- [Work task 1]
List the organizations that the crude-oil editorial says are developing the Uinta Basin Railway project.
- [Work task 2]
Write out the part of the crude-oil editorial starting at "Editorial: Taking crude" and ending at "Salt Lake City.", copying it word for word.
- [Work task 3]
Using the crude-oil editorial, answer each question briefly.
(a) In what year did the US Pipeline and Hazardous Materials Safety Administration start keeping track of pipeline incidents?
(b) How many miles would the Uinta Basin Railway run?
(c) How often did the estimate in the environmental assessment say an accident would occur?

- [Source passage]
-- Opening Marker --
Editorial: Taking crude to market

June 5, 2023
Efforts to make pipelines safer are working. There were fewer serious pipeline incidents and fewer resulting injuries in 2022 than any year since the US Pipeline and Hazardous Materials Safety Administration started keeping track in 2003.

Efforts to make pipelines safer are working. There were fewer serious pipeline incidents (those resulting in a fatality or injury requiring in-patient hospitalization) and fewer resulting injuries in 2022 than any year since the US Pipeline and Hazardous Materials Safety Administration started keeping track in 2003.

Some crude oils, however, are not readily transportable by pipeline. Crude produced in Utah’s Uinta basin is among these. Its waxy nature requires it instead be heated to a fully liquid state and shipped in tank cars to refineries in Salt Lake City.

The bottleneck created by this situation has constrained Uinta production. Operators are eager to address this by building a rail line on which the otherwise desirable (low sulfur, 36-42° API) crude could be transported to the US Gulf Coast.

The Uinta Basin Railway (UBR) received final Surface Transportation Board (STB) approval in December 2021. The project is being developed by the Seven County Infrastructure Coalition, Drexel Hamilton Infrastructure Partners Group, and operating partner Rio Grande Pacific Corp. UBR would run 88 miles from Uinta basin to a connection near Kyune, Utah, with an existing Union Pacific Railway Co. line.

UBR LLC—which will finance, build, and operate the railway—has received a favorable environmental impact statement for the project. But the assessment did not include the effects of increased traffic on the Union Pacific line, instead applying data from similar systems to estimate that an accident would occur about once every other year (0.60/year)
-- Closing Marker --
- [Provided material]
-- Opening Marker --
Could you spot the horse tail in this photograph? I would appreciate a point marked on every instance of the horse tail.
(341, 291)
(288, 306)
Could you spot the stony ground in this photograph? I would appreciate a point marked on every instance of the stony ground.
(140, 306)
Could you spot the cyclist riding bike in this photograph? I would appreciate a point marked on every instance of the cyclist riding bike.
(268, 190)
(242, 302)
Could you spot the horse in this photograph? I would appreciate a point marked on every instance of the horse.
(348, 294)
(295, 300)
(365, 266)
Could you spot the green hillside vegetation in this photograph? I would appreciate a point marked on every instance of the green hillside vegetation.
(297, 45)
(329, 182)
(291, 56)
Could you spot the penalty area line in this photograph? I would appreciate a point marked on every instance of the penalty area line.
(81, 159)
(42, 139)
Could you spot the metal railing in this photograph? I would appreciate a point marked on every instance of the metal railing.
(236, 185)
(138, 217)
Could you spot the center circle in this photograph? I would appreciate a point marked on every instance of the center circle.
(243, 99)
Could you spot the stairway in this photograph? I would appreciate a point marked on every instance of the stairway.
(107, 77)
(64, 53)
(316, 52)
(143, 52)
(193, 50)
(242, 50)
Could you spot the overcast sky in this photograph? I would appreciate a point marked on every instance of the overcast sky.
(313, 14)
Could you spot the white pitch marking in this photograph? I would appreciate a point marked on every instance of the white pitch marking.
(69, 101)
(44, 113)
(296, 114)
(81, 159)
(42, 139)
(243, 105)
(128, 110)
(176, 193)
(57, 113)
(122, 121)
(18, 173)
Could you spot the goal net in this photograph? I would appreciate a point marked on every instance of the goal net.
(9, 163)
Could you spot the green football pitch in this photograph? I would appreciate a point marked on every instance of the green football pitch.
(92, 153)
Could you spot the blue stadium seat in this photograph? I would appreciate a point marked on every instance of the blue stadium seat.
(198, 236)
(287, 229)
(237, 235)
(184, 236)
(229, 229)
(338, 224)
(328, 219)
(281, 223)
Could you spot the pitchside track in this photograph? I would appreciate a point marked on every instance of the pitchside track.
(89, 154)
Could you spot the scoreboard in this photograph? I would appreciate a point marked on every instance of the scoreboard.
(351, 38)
-- Closing Marker --
- [Exercise output 1]
Seven County Infrastructure Coalition
Drexel Hamilton Infrastructure Partners Group
Rio Grande Pacific Corp. (operating partner)

- [Exercise output 2]
Editorial: Taking crude to market

June 5, 2023
Efforts to make pipelines safer are working. There were fewer serious pipeline incidents and fewer resulting injuries in 2022 than any year since the US Pipeline and Hazardous Materials Safety Administration started keeping track in 2003.

Efforts to make pipelines safer are working. There were fewer serious pipeline incidents (those resulting in a fatality or injury requiring in-patient hospitalization) and fewer resulting injuries in 2022 than any year since the US Pipeline and Hazardous Materials Safety Administration started keeping track in 2003.

Some crude oils, however, are not readily transportable by pipeline. Crude produced in Utah’s Uinta basin is among these. Its waxy nature requires it instead be heated to a fully liquid state and shipped in tank cars to refineries in Salt Lake City.

- [Exercise output 3]
(a) 2003
(b) 88 miles
(c) About once every other year (0.60/year)